Page excerpt
Israeli model agent and activist

Adi Barkan (עדי ברקן) is an Israeli model agent and activist who has campaigned for legislation banning the use of anorexic models. Barkan started his career as a fashion photographer.

==Biography==

Barkan worked as a fashion photographer for fifteen years in Paris, London and New York, before returning to Israel in 1998 to open his own modeling agency in Tel Aviv. Barkan, who worked with Elite Model Management, discovered a number of models including Sendi Bar.

In 2001 he started publishing the "Bikini" magazine, which mostly featured photographs of models in swimsuits. It was heavily promoted through advertisement on bus stops, although it was discontinued after less than year due to low sales and public outcry about its indecency.

After speaking on television about his experience with model Hila Elmalich, an anorexic woman whom he rushed to hospital after she collapsed and who later died, Barkan was deluged by telephone calls from girls and young women with anorexia. This experience persuaded him to require all of his models to submit to body mass index (BMI) exams to demonstrate their physical health and lack of an eating disorder.

Working with Member of Knesset Inbal Gavriely, he successfully submitted legislation to the Israeli Knesset in December, 2004, requiring all modeling agencies in Israel to use the BMI exam, making Israel one of the first countries to pass such a bill. Subsequently, an agency will not be allowed to continue representing a model unless she submits to a health test every three months and receives higher than 18.5 BMI. Any agency that does not comply will be fined accordingly and all forms will be monitored by the Israeli Health Ministry. The campaign has received backing by both the Ministry of Health and The Israeli Center for Eating Habits Reform, while additionally, more than 30 Israeli CEOs have agreed to only hire models who have passed the health exam for their advertisements.

The Law for Restricting Weight in the Modeling Industry, passed in 2012, sets limits on both the employment of ultra-thin models and the use of Photoshop in advertising.

In November 2013, Barkan launched the Simply-You campaign to increase awareness of the effect of the fashion industry on body self-image. A 12-lesson program was devised for models to teach them about proper nutrition and how to maintain their weight at healthy levels.
Shortly after the launch of the Simply You campaign, H&M was the first company to ever admit using too skinny models in their campaigns.

In 2015, Barkan was chosen to deliver a TED talk on the subject.
As part of the RealUnreal Project, Barkan travels around the country to create awareness among IDF soldiers, male and female, on the subject of eating disorders.

Task goal
Reproduce, word for word, the portion of the Adi Barkan biography from "The Law for" to "in their campaigns.".

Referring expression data
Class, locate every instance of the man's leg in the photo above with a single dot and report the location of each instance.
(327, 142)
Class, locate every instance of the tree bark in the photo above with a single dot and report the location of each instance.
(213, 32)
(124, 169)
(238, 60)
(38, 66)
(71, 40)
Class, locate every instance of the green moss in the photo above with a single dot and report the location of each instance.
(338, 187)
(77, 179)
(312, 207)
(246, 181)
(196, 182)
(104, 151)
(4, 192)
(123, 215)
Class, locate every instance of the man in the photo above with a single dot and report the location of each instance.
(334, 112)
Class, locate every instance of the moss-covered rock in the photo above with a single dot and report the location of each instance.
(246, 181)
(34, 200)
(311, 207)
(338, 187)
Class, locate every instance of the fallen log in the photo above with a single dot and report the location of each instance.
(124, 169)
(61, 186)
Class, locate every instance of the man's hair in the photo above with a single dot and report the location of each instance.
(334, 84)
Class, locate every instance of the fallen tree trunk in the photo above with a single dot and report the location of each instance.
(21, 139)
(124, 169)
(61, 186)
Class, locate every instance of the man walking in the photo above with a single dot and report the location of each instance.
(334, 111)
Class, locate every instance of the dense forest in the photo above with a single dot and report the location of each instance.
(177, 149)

Exercise output
The Law for Restricting Weight in the Modeling Industry, passed in 2012, sets limits on both the employment of ultra-thin models and the use of Photoshop in advertising.

In November 2013, Barkan launched the Simply-You campaign to increase awareness of the effect of the fashion industry on body self-image. A 12-lesson program was devised for models to teach them about proper nutrition and how to maintain their weight at healthy levels.
Shortly after the launch of the Simply You campaign, H&M was the first company to ever admit using too skinny models in their campaigns.